begin Excerpt provided

Studio album by Arlo Parks
- Released: 3 April 2026
- Length: 40:01
- Label: Transgressive
- Producers: Arlo Parks; Baird; Rob Bisel; Paul Epworth; Romil Hemnani; Dylan Neustadter; Buddy Ross; Andrew Sarlo;

Arlo Parks chronology
| My Soft Machine (2023) | Ambiguous Desire (2026) |  |

Singles from Ambiguous Desire
- "2Sided" Released: 13 January 2026; "Heaven" Released: 2 February 2026; "Get Go" Released: 10 March 2026; "Beams" Released: 31 March 2026; "Senses" Released: 22 May 2026; "Floette" Released: 4 August 2026;

= Ambiguous Desire =

Ambiguous Desire is the third studio album by the English singer-songwriter Arlo Parks. It was released on 3 April 2026 through Transgressive Records.

end Excerpt provided
begin Record list

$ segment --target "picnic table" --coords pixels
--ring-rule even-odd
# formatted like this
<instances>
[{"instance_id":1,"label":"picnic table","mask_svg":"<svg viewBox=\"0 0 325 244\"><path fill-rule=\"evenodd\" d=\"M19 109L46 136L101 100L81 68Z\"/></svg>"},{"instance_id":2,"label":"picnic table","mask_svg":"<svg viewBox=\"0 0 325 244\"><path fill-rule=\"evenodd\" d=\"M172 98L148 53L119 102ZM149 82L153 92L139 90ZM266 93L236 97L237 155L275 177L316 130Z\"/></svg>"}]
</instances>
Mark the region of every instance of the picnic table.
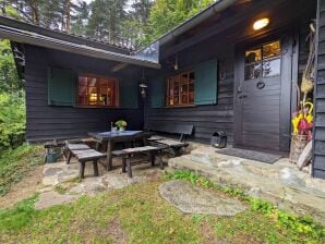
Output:
<instances>
[{"instance_id":1,"label":"picnic table","mask_svg":"<svg viewBox=\"0 0 325 244\"><path fill-rule=\"evenodd\" d=\"M129 143L134 141L142 141L143 145L147 144L146 139L151 137L152 133L143 131L123 131L123 132L91 132L89 136L95 138L100 144L107 144L107 161L106 169L112 169L112 149L116 143ZM98 150L98 148L96 148Z\"/></svg>"}]
</instances>

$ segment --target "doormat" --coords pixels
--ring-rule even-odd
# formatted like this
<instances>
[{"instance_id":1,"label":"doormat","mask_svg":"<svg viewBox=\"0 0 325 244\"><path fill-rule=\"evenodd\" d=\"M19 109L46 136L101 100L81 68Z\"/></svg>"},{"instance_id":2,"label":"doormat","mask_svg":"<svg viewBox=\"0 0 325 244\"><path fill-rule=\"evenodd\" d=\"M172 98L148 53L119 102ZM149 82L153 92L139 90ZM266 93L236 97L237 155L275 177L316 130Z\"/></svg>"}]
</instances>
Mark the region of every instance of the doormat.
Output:
<instances>
[{"instance_id":1,"label":"doormat","mask_svg":"<svg viewBox=\"0 0 325 244\"><path fill-rule=\"evenodd\" d=\"M249 160L255 160L266 163L275 163L277 160L279 160L282 156L280 155L273 155L262 151L255 151L255 150L246 150L246 149L239 149L239 148L225 148L221 150L217 150L217 154L220 155L228 155L228 156L234 156L238 158L244 158Z\"/></svg>"}]
</instances>

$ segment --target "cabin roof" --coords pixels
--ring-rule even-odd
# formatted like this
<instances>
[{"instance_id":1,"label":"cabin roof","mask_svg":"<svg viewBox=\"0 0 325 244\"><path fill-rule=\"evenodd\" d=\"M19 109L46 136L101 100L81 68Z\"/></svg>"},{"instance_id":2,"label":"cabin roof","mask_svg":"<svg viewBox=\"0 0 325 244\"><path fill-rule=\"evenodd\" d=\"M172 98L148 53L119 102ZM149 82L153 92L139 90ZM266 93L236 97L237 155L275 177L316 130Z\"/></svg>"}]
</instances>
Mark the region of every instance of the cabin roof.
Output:
<instances>
[{"instance_id":1,"label":"cabin roof","mask_svg":"<svg viewBox=\"0 0 325 244\"><path fill-rule=\"evenodd\" d=\"M0 16L0 38L125 64L160 69L159 63L132 56L129 49L47 29L5 16Z\"/></svg>"}]
</instances>

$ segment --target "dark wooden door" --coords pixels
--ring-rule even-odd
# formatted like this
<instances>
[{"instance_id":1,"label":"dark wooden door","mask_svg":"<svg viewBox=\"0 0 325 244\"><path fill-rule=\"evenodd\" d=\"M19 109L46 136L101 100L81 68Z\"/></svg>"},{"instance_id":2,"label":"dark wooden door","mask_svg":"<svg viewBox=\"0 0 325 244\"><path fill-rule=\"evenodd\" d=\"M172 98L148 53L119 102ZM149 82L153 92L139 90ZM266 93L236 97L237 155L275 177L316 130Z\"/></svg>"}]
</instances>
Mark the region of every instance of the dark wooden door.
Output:
<instances>
[{"instance_id":1,"label":"dark wooden door","mask_svg":"<svg viewBox=\"0 0 325 244\"><path fill-rule=\"evenodd\" d=\"M241 49L238 54L242 58L237 62L234 143L250 148L281 150L281 121L290 122L290 89L287 97L282 96L284 89L290 87L290 81L284 74L288 73L287 69L291 72L291 65L282 72L287 53L282 52L281 41L274 40ZM281 111L284 102L288 111Z\"/></svg>"}]
</instances>

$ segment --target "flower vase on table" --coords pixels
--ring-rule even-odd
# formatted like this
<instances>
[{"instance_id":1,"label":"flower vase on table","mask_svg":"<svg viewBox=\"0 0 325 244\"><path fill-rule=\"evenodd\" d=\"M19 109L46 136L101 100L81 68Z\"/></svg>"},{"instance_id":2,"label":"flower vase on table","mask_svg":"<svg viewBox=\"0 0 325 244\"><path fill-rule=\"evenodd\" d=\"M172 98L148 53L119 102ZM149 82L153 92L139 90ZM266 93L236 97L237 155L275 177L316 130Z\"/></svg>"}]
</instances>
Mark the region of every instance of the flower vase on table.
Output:
<instances>
[{"instance_id":1,"label":"flower vase on table","mask_svg":"<svg viewBox=\"0 0 325 244\"><path fill-rule=\"evenodd\" d=\"M124 120L118 120L116 125L119 127L119 132L125 131L128 123Z\"/></svg>"}]
</instances>

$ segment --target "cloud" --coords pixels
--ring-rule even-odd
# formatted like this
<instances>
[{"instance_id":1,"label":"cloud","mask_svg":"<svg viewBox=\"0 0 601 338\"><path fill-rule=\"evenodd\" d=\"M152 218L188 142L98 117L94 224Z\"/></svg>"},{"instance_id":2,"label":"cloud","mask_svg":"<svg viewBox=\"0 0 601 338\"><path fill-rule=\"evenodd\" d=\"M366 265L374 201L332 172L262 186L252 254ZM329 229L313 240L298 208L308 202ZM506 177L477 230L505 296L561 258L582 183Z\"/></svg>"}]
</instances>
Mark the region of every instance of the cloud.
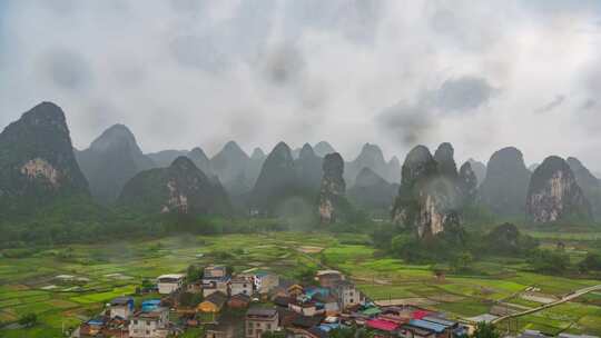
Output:
<instances>
[{"instance_id":1,"label":"cloud","mask_svg":"<svg viewBox=\"0 0 601 338\"><path fill-rule=\"evenodd\" d=\"M562 95L555 96L555 98L551 102L542 106L541 108L538 108L535 112L536 113L549 112L560 107L561 105L563 105L564 101L565 101L565 96L562 96Z\"/></svg>"},{"instance_id":2,"label":"cloud","mask_svg":"<svg viewBox=\"0 0 601 338\"><path fill-rule=\"evenodd\" d=\"M425 142L436 125L436 118L427 108L406 102L385 109L377 121L381 129L407 148Z\"/></svg>"},{"instance_id":3,"label":"cloud","mask_svg":"<svg viewBox=\"0 0 601 338\"><path fill-rule=\"evenodd\" d=\"M56 49L39 57L40 72L52 84L67 90L83 90L91 86L92 73L85 58L70 50Z\"/></svg>"},{"instance_id":4,"label":"cloud","mask_svg":"<svg viewBox=\"0 0 601 338\"><path fill-rule=\"evenodd\" d=\"M597 0L0 1L0 125L53 100L78 148L121 122L145 151L511 143L601 169L600 21Z\"/></svg>"},{"instance_id":5,"label":"cloud","mask_svg":"<svg viewBox=\"0 0 601 338\"><path fill-rule=\"evenodd\" d=\"M443 111L466 112L489 102L494 92L486 79L465 76L444 81L431 99Z\"/></svg>"}]
</instances>

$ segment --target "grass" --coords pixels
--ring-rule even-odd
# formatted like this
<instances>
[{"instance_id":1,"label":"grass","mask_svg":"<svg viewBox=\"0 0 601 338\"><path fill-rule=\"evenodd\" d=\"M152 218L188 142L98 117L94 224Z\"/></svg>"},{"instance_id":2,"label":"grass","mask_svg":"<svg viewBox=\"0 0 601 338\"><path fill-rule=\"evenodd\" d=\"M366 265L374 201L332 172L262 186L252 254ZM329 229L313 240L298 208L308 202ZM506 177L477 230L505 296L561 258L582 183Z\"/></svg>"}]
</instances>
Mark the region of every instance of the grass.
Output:
<instances>
[{"instance_id":1,"label":"grass","mask_svg":"<svg viewBox=\"0 0 601 338\"><path fill-rule=\"evenodd\" d=\"M303 247L324 250L302 252ZM199 254L204 256L198 257ZM371 299L425 298L430 300L428 308L457 318L485 314L497 300L535 306L515 297L516 292L531 286L541 288L544 294L562 296L601 284L599 280L529 272L525 261L500 257L475 262L475 276L449 275L444 280L437 280L432 266L378 257L368 245L368 238L348 233L186 236L139 242L77 245L1 260L0 320L14 321L19 316L33 312L38 315L39 324L31 329L0 331L0 336L60 336L63 325L76 327L81 320L98 314L111 298L132 294L142 279L183 272L190 264L210 262L230 265L236 271L255 267L269 269L287 278L295 278L306 267L327 266L344 271ZM58 275L83 277L89 281L61 282L56 279ZM49 285L56 288L42 289ZM79 289L72 289L76 286ZM136 297L136 302L156 297ZM601 296L589 295L578 301L520 318L519 325L544 331L599 335ZM564 311L575 315L562 317ZM188 335L196 337L201 332L190 331Z\"/></svg>"}]
</instances>

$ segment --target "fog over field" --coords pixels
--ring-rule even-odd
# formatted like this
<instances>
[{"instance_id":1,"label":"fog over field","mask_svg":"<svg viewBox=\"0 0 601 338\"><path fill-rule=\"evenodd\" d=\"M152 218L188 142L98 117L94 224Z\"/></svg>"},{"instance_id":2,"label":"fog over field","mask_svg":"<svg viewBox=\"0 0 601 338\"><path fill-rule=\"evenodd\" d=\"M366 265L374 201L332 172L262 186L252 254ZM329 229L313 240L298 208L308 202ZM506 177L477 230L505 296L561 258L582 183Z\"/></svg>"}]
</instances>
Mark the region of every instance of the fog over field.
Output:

end Record list

Objective:
Could you pick up the article about the album Ambiguous Desire, found above the entries, and continue it from its last sentence?

Solved problem:
== Background and release ==
Ambiguous Desire was announced on 13 January 2026 along with the release of its lead single, "2Sided". The second single, "Heaven", was released on 2 February. The third single, "Get Go", was released on 10 March. The fourth single, "Beams", was released on 31 March. A remix of "Floette", featuring rapper John Glacier, was released on 4 August.

== Critical reception ==

 The review aggregator Any Decent Music gave the album a weighted average score of 7.5 out of 10 from 19 critic scores.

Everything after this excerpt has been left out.